**Задание**
Замените в приведенном ниже списке «thin twig» на «slender twig» и перепишите его целиком, больше ничего не меняя. Изображения в ответ не включайте.

+ + + +

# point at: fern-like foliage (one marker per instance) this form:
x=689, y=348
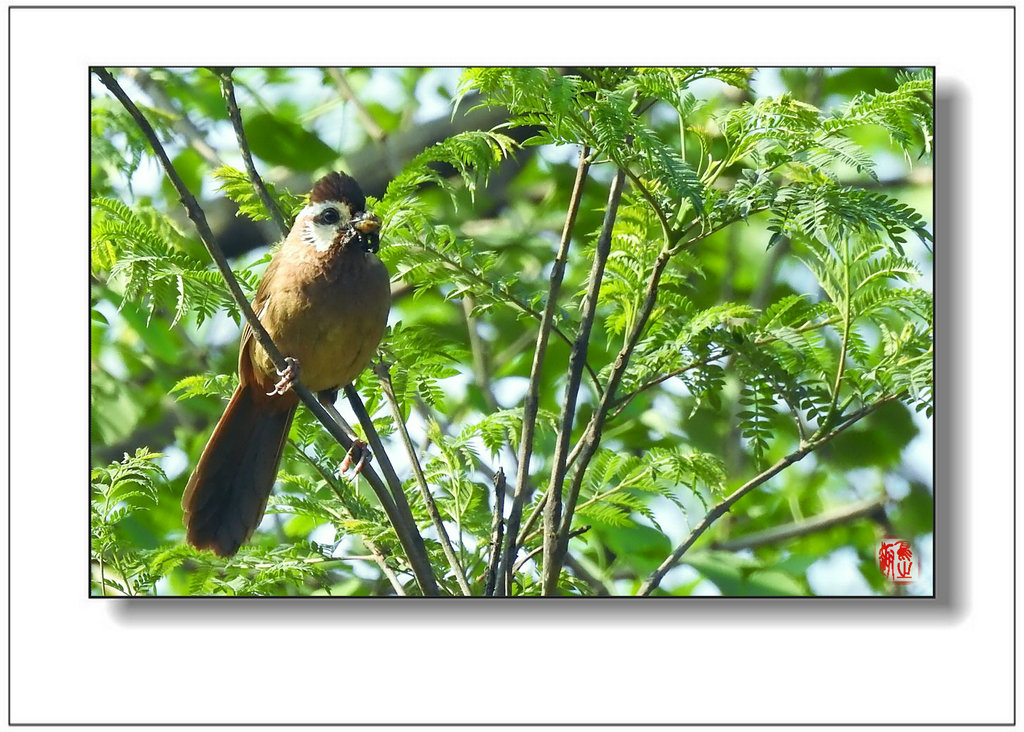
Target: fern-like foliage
x=143, y=256
x=240, y=188
x=118, y=490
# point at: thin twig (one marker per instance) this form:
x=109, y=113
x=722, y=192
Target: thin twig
x=413, y=545
x=182, y=123
x=480, y=367
x=846, y=514
x=538, y=550
x=552, y=511
x=716, y=512
x=227, y=89
x=497, y=532
x=531, y=401
x=384, y=375
x=592, y=435
x=508, y=297
x=344, y=88
x=378, y=556
x=403, y=512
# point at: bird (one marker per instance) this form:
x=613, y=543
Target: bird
x=324, y=299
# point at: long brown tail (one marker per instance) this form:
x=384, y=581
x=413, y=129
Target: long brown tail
x=226, y=494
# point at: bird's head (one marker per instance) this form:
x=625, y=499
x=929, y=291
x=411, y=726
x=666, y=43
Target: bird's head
x=336, y=214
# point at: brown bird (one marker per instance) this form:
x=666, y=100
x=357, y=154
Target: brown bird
x=324, y=299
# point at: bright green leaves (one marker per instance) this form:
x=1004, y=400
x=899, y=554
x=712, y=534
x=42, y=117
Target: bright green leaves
x=117, y=491
x=148, y=261
x=240, y=188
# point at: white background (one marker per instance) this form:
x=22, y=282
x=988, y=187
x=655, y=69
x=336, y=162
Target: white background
x=943, y=660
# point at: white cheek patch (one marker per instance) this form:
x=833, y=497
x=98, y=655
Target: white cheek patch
x=321, y=235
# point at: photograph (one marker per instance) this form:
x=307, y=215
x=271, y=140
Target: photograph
x=660, y=333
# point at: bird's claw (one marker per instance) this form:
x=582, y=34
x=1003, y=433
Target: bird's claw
x=288, y=377
x=358, y=454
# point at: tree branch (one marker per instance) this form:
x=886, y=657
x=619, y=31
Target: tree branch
x=412, y=544
x=345, y=89
x=846, y=514
x=531, y=401
x=227, y=89
x=578, y=357
x=382, y=372
x=497, y=528
x=378, y=556
x=723, y=506
x=402, y=512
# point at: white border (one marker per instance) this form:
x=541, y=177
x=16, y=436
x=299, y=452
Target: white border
x=81, y=660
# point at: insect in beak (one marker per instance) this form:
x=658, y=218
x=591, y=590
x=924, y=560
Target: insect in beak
x=368, y=226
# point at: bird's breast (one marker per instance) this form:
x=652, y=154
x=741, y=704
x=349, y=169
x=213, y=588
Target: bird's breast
x=330, y=316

+ + + +

**Ответ на задание**
# point at: fern-like foliage (one marker per instance) this form:
x=689, y=348
Target: fern-like foliage
x=143, y=256
x=240, y=188
x=118, y=490
# point at: slender twig (one marker per instance) this form:
x=109, y=113
x=722, y=192
Target: slender twig
x=413, y=545
x=182, y=123
x=480, y=367
x=846, y=514
x=538, y=550
x=552, y=511
x=716, y=512
x=227, y=89
x=497, y=532
x=531, y=401
x=384, y=375
x=592, y=435
x=508, y=297
x=344, y=88
x=378, y=556
x=403, y=512
# point at: bird (one marker per instance) this form:
x=613, y=543
Target: bird
x=324, y=299
# point at: long brown tail (one marker per instance) this form:
x=384, y=581
x=413, y=129
Target: long brown tail
x=226, y=494
# point at: bird's head (one marker per instance) this form:
x=625, y=499
x=929, y=291
x=411, y=726
x=666, y=43
Target: bird's head
x=336, y=214
# point at: brown bird (one marker per instance) this form:
x=666, y=100
x=357, y=154
Target: brown bird
x=324, y=299
# point at: bright green leaves (one marker per instance) this form:
x=1004, y=400
x=899, y=554
x=712, y=534
x=42, y=117
Target: bright green leaves
x=117, y=491
x=148, y=261
x=240, y=188
# point at: white background (one marker per instance) this form:
x=22, y=282
x=988, y=187
x=655, y=69
x=336, y=162
Target: white background
x=943, y=660
# point at: white cheek patch (one marker per instance) this form:
x=833, y=497
x=98, y=655
Target: white cheek patch
x=321, y=235
# point at: photograph (one marker per instance) this form:
x=307, y=215
x=271, y=140
Target: photograph
x=660, y=333
# point at: bird's claw (one marker per instance) this form:
x=582, y=34
x=1003, y=433
Target: bird's claw
x=288, y=377
x=358, y=454
# point at: tree branch (one marker per instance) this form:
x=886, y=657
x=619, y=31
Target: tree branch
x=412, y=544
x=345, y=89
x=846, y=514
x=531, y=401
x=227, y=89
x=578, y=357
x=382, y=372
x=497, y=528
x=378, y=556
x=723, y=506
x=402, y=512
# point at: white border (one marker per instance) this form:
x=541, y=177
x=16, y=436
x=299, y=452
Target: white border
x=81, y=660
# point at: insect in beak (one marker per instance) this form:
x=658, y=218
x=591, y=590
x=924, y=560
Target: insect in beak
x=368, y=226
# point at: bird's breast (one marker per instance) this form:
x=652, y=154
x=741, y=704
x=349, y=169
x=213, y=588
Target: bird's breast
x=330, y=316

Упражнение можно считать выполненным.